═══ TEXTE FOURNI

Tout le monde sur le pont

Pour la première fois, toutes les forces politiques du pays, ainsi que la société civile et la population, se mobilisent pour les législatives du 14 octobre. Sans que personne ne sache quelle en sera vraiment l’issue. Un gage de nouveau départ.

Publié le 9 octobre 2007 Lecture : 5 minutes.

Chasser les vieux démons, ne pas revivre le scrutin présidentiel d’avril 2005 qui avait une fois de plus précipité le pays dans la tourmente. Voilà la volonté affichée par l’ensemble de la classe politique à la veille des élections législatives du 14 octobre. Chacun a pu – et voulu – participer à ce rendez-vous auquel 2,9 millions d’électeurs sont conviés. Pas d’appel au boycottage lancé par l’opposition, un président Faure Gnassingbé qui se dit « prêt à gouverner avec tout le monde » Le Togo entend se donner les moyens de rompre avec un passé parfois vécu dans le sang et les larmes. Une perspective qui suscite de nombreuses vocations. Quelque 412 listes ont été retenues par la Cour constitutionnelle dans les 31 circonscriptions électorales. Et si 32 partis politiques sont représentés, on dénombre une multitude de candidats indépendants issus de la société civile. La mobilisation est réelle et la campagne électorale se veut sereine.

══════

▶ CONSIGNES À SUIVRE
a: Selon l'article sur les élections législatives au Togo, combien de listes la Cour constitutionnelle a-t-elle retenues ?
b: Poursuivez l'article sur les élections législatives au Togo à partir de sa dernière phrase.
Les entrées ci-après proviennent d'une autre source que l'article.

═══ ENTRÉES ENREGISTRÉES

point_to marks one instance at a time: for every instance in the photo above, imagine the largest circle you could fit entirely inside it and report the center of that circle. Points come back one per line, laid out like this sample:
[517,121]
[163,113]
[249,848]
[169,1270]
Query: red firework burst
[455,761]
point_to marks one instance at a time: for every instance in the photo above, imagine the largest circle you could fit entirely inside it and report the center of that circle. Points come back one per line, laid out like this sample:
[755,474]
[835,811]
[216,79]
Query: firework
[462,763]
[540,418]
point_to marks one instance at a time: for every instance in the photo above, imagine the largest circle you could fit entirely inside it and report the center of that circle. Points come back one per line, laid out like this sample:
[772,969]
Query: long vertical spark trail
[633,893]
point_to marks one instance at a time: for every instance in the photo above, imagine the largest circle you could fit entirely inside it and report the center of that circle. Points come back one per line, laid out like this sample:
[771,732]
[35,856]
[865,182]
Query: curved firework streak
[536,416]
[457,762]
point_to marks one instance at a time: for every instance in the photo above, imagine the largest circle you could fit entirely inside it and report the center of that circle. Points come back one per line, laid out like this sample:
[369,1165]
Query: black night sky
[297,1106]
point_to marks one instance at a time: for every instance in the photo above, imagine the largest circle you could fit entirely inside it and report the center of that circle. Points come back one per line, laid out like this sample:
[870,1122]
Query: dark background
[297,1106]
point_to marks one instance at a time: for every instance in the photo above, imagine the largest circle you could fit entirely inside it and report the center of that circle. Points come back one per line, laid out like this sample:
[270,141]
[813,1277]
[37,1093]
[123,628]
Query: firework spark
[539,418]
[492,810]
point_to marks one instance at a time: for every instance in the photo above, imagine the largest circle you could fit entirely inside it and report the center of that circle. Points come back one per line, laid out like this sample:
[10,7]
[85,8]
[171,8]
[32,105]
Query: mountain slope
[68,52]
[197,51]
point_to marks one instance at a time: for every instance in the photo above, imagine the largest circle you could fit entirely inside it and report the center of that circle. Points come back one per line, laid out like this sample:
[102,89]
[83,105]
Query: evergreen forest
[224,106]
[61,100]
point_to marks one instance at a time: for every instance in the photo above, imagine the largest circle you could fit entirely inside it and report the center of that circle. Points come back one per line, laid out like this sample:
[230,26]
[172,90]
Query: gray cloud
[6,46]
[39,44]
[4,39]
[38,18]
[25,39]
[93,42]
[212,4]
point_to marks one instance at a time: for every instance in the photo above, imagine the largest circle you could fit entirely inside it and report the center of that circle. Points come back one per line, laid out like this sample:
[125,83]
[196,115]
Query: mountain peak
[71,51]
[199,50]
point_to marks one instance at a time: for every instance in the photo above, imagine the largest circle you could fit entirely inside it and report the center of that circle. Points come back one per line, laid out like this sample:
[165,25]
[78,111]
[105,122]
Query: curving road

══════

▶ RÉPONSES ATTENDUES
a: Quelque 412 listes, réparties dans les 31 circonscriptions électorales.

b:
« Les opérations de recensement ont connu quelques ratés au début, en juillet. Mais ces dysfonctionnements techniques ont été vite corrigés », assure le ministre de la Coopération, Gilbert Bawara, faisant notamment allusion au reformatage délicat des kits électoraux en provenance de la République démocratique du Congo (RDC). « L’engouement de la population est aujourd’hui palpable. Quant aux forces politiques, les règles du jeu ont été définies par l’Accord politique global du 20 août 2006 dans le respect de chacun et en tenant compte des standards internationaux afin d’organiser des élections crédibles et pacifiques », conclut-il. Si rien n’est encore gagné, les dernières semaines ont permis d’apprécier le chemin parcouru. Il y a seulement trois mois, le chef de file de l’opposition, Gilchrist Olympio, dénonçait « de graves irrégularités, défaillances et anomalies ».
Aujourd’hui, le président de l’Union des forces de changement (UFC) estime que le processus « se déroule bien ». « Nous mobiliserons des populations déterminées à refuser de cautionner des forfaitures », renchérissait l’un de ses lieutenants, Patrick Lawson, laissant planer le doute sur la participation de sa formation. Finalement, l’UFC est présente dans les 31 circonscriptions en plaçant, le plus souvent, en tête de liste des dirigeants emblématiques. Une première pour une formation qui a boudé toutes les législatives (février 1994, mars 1999 et octobre 2002) pour se consacrer uniquement aux joutes présidentielles (en juin 1998 avec Gilchrist Olympio, en juin 2003 et en avril 2005 avec Bob Akitani).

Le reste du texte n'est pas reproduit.